DIE AUFGABE: Schreiben Sie sämtliche Zeilen des folgenden Materials als JSON-Liste von Zeichenketten um, je Zeile eine Zeichenkette. Leerzeilen lassen Sie dabei weg.

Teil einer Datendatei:

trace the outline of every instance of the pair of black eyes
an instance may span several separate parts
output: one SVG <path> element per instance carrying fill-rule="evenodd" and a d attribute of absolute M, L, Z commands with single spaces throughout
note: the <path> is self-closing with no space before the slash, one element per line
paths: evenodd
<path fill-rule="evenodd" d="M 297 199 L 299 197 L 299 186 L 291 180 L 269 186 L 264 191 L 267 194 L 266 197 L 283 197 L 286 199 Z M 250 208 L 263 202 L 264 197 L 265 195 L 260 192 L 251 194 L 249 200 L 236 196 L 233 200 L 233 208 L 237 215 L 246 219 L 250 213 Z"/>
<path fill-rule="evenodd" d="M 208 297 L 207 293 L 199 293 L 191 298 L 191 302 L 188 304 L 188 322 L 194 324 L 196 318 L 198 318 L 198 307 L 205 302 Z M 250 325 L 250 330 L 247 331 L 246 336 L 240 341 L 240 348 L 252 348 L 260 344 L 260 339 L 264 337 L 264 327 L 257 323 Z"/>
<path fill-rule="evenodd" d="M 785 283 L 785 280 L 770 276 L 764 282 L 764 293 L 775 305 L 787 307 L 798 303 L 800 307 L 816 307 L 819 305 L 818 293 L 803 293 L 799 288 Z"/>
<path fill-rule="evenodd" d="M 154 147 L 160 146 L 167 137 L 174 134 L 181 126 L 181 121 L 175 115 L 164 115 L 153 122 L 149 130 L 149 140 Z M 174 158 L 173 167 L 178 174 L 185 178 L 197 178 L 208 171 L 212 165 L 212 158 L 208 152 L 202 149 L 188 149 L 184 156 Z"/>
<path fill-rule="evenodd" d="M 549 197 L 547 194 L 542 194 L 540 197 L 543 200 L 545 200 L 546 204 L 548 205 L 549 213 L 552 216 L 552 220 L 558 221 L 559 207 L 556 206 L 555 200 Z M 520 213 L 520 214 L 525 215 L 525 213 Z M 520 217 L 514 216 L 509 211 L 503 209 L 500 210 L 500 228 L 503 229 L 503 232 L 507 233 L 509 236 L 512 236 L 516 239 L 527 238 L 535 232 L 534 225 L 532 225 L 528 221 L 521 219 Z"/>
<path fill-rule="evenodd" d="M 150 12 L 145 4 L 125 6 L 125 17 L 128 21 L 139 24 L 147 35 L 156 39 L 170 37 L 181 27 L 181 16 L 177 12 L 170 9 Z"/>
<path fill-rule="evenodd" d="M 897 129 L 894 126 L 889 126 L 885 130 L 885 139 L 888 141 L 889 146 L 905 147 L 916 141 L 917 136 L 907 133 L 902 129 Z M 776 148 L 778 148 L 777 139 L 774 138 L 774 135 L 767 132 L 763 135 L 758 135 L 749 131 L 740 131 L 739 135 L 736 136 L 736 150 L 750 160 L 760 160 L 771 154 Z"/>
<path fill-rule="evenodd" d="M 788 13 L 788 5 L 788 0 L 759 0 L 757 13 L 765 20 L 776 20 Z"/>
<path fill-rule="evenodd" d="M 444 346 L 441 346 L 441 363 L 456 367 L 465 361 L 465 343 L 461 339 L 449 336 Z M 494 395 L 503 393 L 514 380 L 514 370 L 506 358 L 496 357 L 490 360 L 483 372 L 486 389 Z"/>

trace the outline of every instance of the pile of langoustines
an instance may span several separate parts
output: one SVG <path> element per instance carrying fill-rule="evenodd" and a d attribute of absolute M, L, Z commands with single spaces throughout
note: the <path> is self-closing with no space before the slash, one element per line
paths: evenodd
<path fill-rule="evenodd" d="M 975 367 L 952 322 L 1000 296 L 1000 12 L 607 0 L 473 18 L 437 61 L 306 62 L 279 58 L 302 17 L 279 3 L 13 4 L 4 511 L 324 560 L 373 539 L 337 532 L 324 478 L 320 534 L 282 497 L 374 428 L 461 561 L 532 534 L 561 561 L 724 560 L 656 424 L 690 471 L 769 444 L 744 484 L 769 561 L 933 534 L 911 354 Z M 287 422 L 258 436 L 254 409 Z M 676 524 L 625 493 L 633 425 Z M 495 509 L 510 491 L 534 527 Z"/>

ANTWORT ZUR ÜBUNG:
[
  "trace the outline of every instance of the pair of black eyes",
  "an instance may span several separate parts",
  "output: one SVG <path> element per instance carrying fill-rule=\"evenodd\" and a d attribute of absolute M, L, Z commands with single spaces throughout",
  "note: the <path> is self-closing with no space before the slash, one element per line",
  "paths: evenodd",
  "<path fill-rule=\"evenodd\" d=\"M 297 199 L 299 197 L 299 186 L 291 180 L 269 186 L 264 191 L 267 194 L 266 197 L 283 197 L 286 199 Z M 250 208 L 263 202 L 264 197 L 265 195 L 260 192 L 251 194 L 249 200 L 236 196 L 233 200 L 233 208 L 237 215 L 246 219 L 250 213 Z\"/>",
  "<path fill-rule=\"evenodd\" d=\"M 208 297 L 207 293 L 199 293 L 191 298 L 191 302 L 188 304 L 188 322 L 194 324 L 196 318 L 198 318 L 198 307 L 205 302 Z M 250 325 L 250 330 L 247 331 L 246 336 L 240 341 L 240 348 L 252 348 L 260 344 L 260 339 L 264 337 L 264 327 L 257 323 Z\"/>",
  "<path fill-rule=\"evenodd\" d=\"M 785 283 L 785 280 L 770 276 L 764 282 L 764 293 L 775 305 L 787 307 L 798 303 L 800 307 L 816 307 L 819 305 L 818 293 L 803 293 L 799 288 Z\"/>",
  "<path fill-rule=\"evenodd\" d=\"M 154 147 L 160 146 L 167 137 L 174 134 L 181 126 L 181 121 L 175 115 L 164 115 L 153 122 L 149 130 L 149 140 Z M 174 158 L 173 167 L 178 174 L 185 178 L 197 178 L 208 171 L 212 165 L 212 158 L 208 152 L 202 149 L 188 149 L 184 156 Z\"/>",
  "<path fill-rule=\"evenodd\" d=\"M 549 197 L 547 194 L 542 194 L 540 197 L 543 200 L 545 200 L 546 204 L 548 205 L 549 213 L 552 216 L 552 220 L 558 221 L 559 207 L 556 206 L 555 200 Z M 520 213 L 520 214 L 525 215 L 525 213 Z M 520 217 L 514 216 L 509 211 L 503 209 L 500 210 L 500 228 L 503 229 L 503 232 L 507 233 L 509 236 L 512 236 L 516 239 L 527 238 L 535 232 L 534 225 L 532 225 L 528 221 L 521 219 Z\"/>",
  "<path fill-rule=\"evenodd\" d=\"M 150 12 L 145 4 L 125 6 L 125 17 L 128 21 L 139 24 L 147 35 L 156 39 L 170 37 L 181 27 L 181 16 L 177 12 L 170 9 Z\"/>",
  "<path fill-rule=\"evenodd\" d=\"M 897 129 L 894 126 L 889 126 L 885 130 L 885 139 L 888 141 L 889 146 L 905 147 L 916 141 L 917 136 L 907 133 L 902 129 Z M 776 148 L 778 148 L 777 139 L 774 138 L 774 135 L 767 132 L 763 135 L 758 135 L 749 131 L 740 131 L 739 135 L 736 136 L 736 150 L 750 160 L 760 160 L 771 154 Z\"/>",
  "<path fill-rule=\"evenodd\" d=\"M 788 13 L 788 5 L 788 0 L 759 0 L 757 13 L 765 20 L 776 20 Z\"/>",
  "<path fill-rule=\"evenodd\" d=\"M 444 346 L 441 346 L 441 363 L 456 367 L 465 361 L 465 343 L 461 339 L 449 336 Z M 494 395 L 503 393 L 514 380 L 514 370 L 506 358 L 496 357 L 490 360 L 483 372 L 486 389 Z\"/>",
  "trace the outline of every instance of the pile of langoustines",
  "an instance may span several separate parts",
  "output: one SVG <path> element per instance carrying fill-rule=\"evenodd\" and a d attribute of absolute M, L, Z commands with single spaces throughout",
  "note: the <path> is self-closing with no space before the slash, one element per line",
  "paths: evenodd",
  "<path fill-rule=\"evenodd\" d=\"M 975 367 L 952 322 L 1000 296 L 1000 12 L 607 0 L 473 18 L 437 61 L 306 62 L 279 58 L 302 17 L 279 3 L 13 4 L 4 511 L 324 560 L 373 539 L 337 532 L 324 478 L 320 534 L 282 497 L 374 428 L 461 561 L 532 534 L 561 561 L 724 560 L 656 424 L 690 471 L 769 444 L 744 484 L 769 561 L 933 534 L 911 354 Z M 287 422 L 258 436 L 254 409 Z M 676 524 L 625 493 L 633 425 Z M 495 509 L 510 491 L 534 527 Z\"/>"
]